→ **TASK BRIEF**: Put each line of the material below into a Markdown table with the columns "Row" and "Line," numbering the rows in order and skipping blank lines.

------

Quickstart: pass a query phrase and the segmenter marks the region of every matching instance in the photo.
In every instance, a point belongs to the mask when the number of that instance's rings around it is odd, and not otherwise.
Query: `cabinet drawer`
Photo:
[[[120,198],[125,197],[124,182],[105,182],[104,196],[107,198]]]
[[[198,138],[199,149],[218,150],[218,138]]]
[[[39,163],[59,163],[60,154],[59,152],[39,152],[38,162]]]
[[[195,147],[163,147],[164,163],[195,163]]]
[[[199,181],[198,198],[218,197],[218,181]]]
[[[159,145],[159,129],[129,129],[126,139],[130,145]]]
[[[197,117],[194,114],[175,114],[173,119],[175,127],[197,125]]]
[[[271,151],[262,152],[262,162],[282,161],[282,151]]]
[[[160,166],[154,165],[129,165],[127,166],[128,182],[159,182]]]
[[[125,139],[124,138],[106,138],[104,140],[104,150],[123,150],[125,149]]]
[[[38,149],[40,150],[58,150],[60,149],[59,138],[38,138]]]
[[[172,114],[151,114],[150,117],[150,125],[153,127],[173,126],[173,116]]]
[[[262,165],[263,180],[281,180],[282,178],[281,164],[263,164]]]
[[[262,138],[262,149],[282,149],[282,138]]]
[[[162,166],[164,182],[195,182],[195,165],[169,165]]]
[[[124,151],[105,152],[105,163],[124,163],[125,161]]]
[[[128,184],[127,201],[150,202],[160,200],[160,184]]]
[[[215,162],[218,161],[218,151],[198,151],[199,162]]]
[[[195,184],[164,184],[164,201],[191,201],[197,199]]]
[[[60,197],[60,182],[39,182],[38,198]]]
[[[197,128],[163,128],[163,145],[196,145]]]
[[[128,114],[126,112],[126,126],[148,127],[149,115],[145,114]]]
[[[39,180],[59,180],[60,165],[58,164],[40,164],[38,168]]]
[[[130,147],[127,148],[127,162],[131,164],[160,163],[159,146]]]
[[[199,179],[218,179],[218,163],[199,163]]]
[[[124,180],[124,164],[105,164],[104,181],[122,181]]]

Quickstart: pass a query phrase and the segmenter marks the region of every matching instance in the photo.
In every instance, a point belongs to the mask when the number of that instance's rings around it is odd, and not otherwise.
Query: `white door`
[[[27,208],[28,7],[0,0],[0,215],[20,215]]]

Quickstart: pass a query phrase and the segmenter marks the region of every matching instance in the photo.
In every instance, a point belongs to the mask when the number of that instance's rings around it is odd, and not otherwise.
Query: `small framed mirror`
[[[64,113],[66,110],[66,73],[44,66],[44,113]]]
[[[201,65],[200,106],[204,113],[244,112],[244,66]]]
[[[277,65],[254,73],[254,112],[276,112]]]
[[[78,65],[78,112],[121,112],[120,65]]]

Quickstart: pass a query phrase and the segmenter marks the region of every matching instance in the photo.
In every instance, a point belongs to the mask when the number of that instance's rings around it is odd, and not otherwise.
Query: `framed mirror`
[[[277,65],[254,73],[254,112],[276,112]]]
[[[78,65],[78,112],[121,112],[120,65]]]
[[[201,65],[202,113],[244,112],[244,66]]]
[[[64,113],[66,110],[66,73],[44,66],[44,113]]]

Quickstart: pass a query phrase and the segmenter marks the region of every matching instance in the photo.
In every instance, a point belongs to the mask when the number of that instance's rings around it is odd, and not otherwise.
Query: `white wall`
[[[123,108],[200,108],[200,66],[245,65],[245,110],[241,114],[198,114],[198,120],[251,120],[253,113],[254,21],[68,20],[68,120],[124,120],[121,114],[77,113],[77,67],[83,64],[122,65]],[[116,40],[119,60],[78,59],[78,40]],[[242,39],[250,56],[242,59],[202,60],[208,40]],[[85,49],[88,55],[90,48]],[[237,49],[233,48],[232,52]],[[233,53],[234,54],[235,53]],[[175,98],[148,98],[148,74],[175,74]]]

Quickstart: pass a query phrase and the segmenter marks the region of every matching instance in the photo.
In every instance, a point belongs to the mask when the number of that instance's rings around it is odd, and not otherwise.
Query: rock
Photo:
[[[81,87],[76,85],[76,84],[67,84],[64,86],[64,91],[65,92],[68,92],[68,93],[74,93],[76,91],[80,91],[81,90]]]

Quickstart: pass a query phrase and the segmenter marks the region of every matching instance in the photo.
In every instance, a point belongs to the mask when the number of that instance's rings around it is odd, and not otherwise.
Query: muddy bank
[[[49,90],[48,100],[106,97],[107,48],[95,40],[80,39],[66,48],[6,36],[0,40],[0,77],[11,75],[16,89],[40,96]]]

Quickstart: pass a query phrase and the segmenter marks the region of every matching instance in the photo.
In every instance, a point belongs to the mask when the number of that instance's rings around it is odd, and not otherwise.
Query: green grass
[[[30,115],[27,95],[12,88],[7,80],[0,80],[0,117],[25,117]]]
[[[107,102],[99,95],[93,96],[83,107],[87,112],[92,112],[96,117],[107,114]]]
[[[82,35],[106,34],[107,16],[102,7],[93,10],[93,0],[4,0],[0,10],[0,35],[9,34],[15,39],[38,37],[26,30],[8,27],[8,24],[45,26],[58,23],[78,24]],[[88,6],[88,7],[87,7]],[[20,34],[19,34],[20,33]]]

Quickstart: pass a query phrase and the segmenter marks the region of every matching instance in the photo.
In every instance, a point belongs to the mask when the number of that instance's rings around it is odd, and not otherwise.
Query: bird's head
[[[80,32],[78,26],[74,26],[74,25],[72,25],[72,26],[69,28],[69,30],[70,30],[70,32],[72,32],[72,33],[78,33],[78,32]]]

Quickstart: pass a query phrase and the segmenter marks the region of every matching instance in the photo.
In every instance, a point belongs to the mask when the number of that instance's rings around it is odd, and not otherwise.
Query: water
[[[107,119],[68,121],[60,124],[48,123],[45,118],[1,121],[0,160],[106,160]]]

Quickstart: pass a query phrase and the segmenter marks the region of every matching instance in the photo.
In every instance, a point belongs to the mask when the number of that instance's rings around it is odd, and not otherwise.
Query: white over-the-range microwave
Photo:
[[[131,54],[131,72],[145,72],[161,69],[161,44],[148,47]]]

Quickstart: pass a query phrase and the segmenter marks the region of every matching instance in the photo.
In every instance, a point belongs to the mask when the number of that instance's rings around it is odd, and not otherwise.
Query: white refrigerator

------

→ **OUTPUT OF THE TASK**:
| Row | Line |
|---|---|
| 1 | Quickstart: pass a query phrase and the segmenter marks the region of every matching instance in the photo. |
| 2 | In every instance, a point belongs to the mask when the number of that instance's rings around it is odd, and not otherwise. |
| 3 | Query: `cabinet drawer` |
| 4 | Photo: |
| 5 | [[[120,198],[125,197],[124,182],[105,182],[104,196],[107,198]]] |
| 6 | [[[198,138],[199,149],[218,150],[218,138]]] |
| 7 | [[[39,163],[59,163],[60,154],[59,152],[39,152],[38,162]]] |
| 8 | [[[195,147],[163,147],[164,163],[195,163]]] |
| 9 | [[[199,181],[198,198],[218,197],[218,181]]] |
| 10 | [[[159,145],[159,129],[129,129],[126,139],[130,145]]] |
| 11 | [[[197,117],[194,114],[175,114],[173,119],[175,127],[197,125]]] |
| 12 | [[[271,151],[262,152],[262,162],[282,161],[282,151]]] |
| 13 | [[[160,166],[154,165],[129,165],[127,166],[128,182],[159,182]]] |
| 14 | [[[125,139],[124,138],[106,138],[104,140],[104,150],[123,150],[125,149]]] |
| 15 | [[[38,149],[40,150],[58,150],[60,149],[59,138],[38,138]]] |
| 16 | [[[172,114],[151,114],[150,117],[150,125],[153,127],[173,126],[173,116]]] |
| 17 | [[[262,165],[263,180],[281,180],[282,178],[281,164],[263,164]]] |
| 18 | [[[262,138],[262,149],[282,149],[282,138]]] |
| 19 | [[[162,166],[164,182],[195,182],[195,165],[169,165]]] |
| 20 | [[[124,151],[105,152],[105,163],[124,163],[125,161]]] |
| 21 | [[[128,184],[127,201],[150,202],[160,200],[160,184]]] |
| 22 | [[[215,162],[218,161],[218,151],[198,151],[199,162]]] |
| 23 | [[[195,184],[164,184],[164,201],[191,201],[197,199]]] |
| 24 | [[[60,197],[60,182],[39,182],[38,198]]] |
| 25 | [[[197,128],[163,128],[163,145],[196,145]]] |
| 26 | [[[128,114],[126,112],[126,126],[148,127],[149,115],[145,114]]] |
| 27 | [[[39,180],[59,180],[60,165],[58,164],[40,164],[38,168]]] |
| 28 | [[[130,147],[127,148],[127,162],[131,164],[160,163],[159,146]]] |
| 29 | [[[199,179],[218,179],[218,163],[199,163]]] |
| 30 | [[[124,180],[124,164],[105,164],[104,181],[122,181]]] |
| 31 | Quickstart: pass a query phrase and the segmenter marks the region of every matching instance in the photo. |
| 32 | In every instance, a point belongs to the mask when the number of that instance's rings around it is odd, and not otherwise. |
| 33 | Query: `white door` |
| 34 | [[[27,208],[28,7],[0,0],[0,215],[20,215]]] |
| 35 | Quickstart: pass a query phrase and the segmenter marks the region of every matching instance in the photo. |
| 36 | In every instance, a point belongs to the mask when the number of that instance's rings around it is odd, and not otherwise. |
| 37 | Query: `small framed mirror` |
| 38 | [[[64,113],[66,110],[66,73],[44,66],[44,113]]] |
| 39 | [[[201,65],[200,106],[204,113],[244,112],[244,66]]] |
| 40 | [[[277,65],[254,73],[254,112],[276,112]]] |
| 41 | [[[78,65],[78,112],[121,112],[120,65]]] |
| 42 | Quickstart: pass a query phrase and the segmenter marks the region of every matching instance in the photo. |
| 43 | In every instance, a point belongs to the mask when the number of that instance's rings around it is odd, and not otherwise. |
| 44 | Query: `framed mirror` |
| 45 | [[[277,65],[254,73],[254,112],[276,112]]] |
| 46 | [[[78,65],[78,112],[121,112],[120,65]]] |
| 47 | [[[201,65],[202,113],[244,112],[244,66]]] |
| 48 | [[[64,113],[66,110],[66,73],[44,66],[44,113]]] |
| 49 | Quickstart: pass a query phrase and the segmenter marks the region of every matching instance in the photo. |
| 50 | In every instance, a point belongs to the mask when the number of that instance's rings around it is odd, and not otherwise. |
| 51 | Query: `white wall` |
| 52 | [[[123,108],[200,108],[200,66],[245,65],[245,110],[241,114],[198,114],[198,120],[251,120],[253,113],[254,21],[68,20],[68,120],[124,120],[121,114],[77,113],[77,67],[83,64],[122,65]],[[116,40],[119,60],[78,59],[78,40]],[[242,39],[250,56],[242,59],[202,60],[208,40]],[[85,49],[88,55],[90,48]],[[237,49],[233,48],[232,52]],[[233,53],[234,54],[235,53]],[[175,98],[148,98],[148,74],[175,74]]] |
| 53 | Quickstart: pass a query phrase and the segmenter marks the region of every matching instance in the photo. |
| 54 | In every instance, a point belongs to the mask when the number of that instance's rings around it is odd, and not otherwise. |
| 55 | Query: rock |
| 56 | Photo: |
| 57 | [[[81,87],[76,85],[76,84],[67,84],[64,86],[64,91],[65,92],[68,92],[68,93],[74,93],[76,91],[80,91],[81,90]]] |
| 58 | Quickstart: pass a query phrase and the segmenter marks the region of every matching instance in the photo. |
| 59 | In every instance, a point belongs to the mask when the number of that instance's rings around it is odd, and not otherwise. |
| 60 | Query: muddy bank |
| 61 | [[[49,90],[48,100],[106,97],[107,48],[95,40],[80,39],[66,48],[6,36],[0,40],[0,77],[11,75],[16,89],[40,96]]] |
| 62 | Quickstart: pass a query phrase and the segmenter marks the region of every matching instance in the photo. |
| 63 | In every instance, a point belongs to the mask when the number of that instance's rings around it is odd, and not otherwise. |
| 64 | Query: green grass |
| 65 | [[[30,115],[27,95],[12,88],[7,80],[0,80],[0,117],[25,117]]] |
| 66 | [[[107,102],[99,95],[93,96],[83,107],[87,112],[92,112],[96,117],[107,114]]] |
| 67 | [[[82,35],[106,34],[107,16],[102,7],[93,10],[93,0],[4,0],[0,10],[0,35],[9,34],[15,39],[38,37],[26,30],[8,27],[8,24],[45,26],[58,23],[78,24]],[[88,6],[88,7],[87,7]],[[20,34],[19,34],[20,33]]] |
| 68 | Quickstart: pass a query phrase and the segmenter marks the region of every matching instance in the photo. |
| 69 | In every instance, a point belongs to the mask when the number of that instance's rings around it is odd, and not otherwise. |
| 70 | Query: bird's head |
| 71 | [[[80,32],[78,26],[74,26],[74,25],[72,25],[72,26],[69,28],[69,30],[70,30],[70,32],[72,32],[72,33],[78,33],[78,32]]] |
| 72 | Quickstart: pass a query phrase and the segmenter marks the region of every matching instance in the photo. |
| 73 | In every instance, a point belongs to the mask when the number of that instance's rings around it is odd, and not otherwise. |
| 74 | Query: water |
| 75 | [[[107,119],[68,121],[60,124],[48,123],[45,118],[1,121],[0,160],[106,160]]] |
| 76 | Quickstart: pass a query phrase and the segmenter marks the region of every matching instance in the photo. |
| 77 | In every instance, a point belongs to the mask when the number of that instance's rings around it is odd, and not otherwise. |
| 78 | Query: white over-the-range microwave |
| 79 | Photo: |
| 80 | [[[131,54],[131,72],[145,72],[161,69],[161,44],[148,47]]] |
| 81 | Quickstart: pass a query phrase and the segmenter marks the region of every matching instance in the photo. |
| 82 | In every instance, a point belongs to the mask when the number of that instance's rings around it is odd, and not otherwise. |
| 83 | Query: white refrigerator |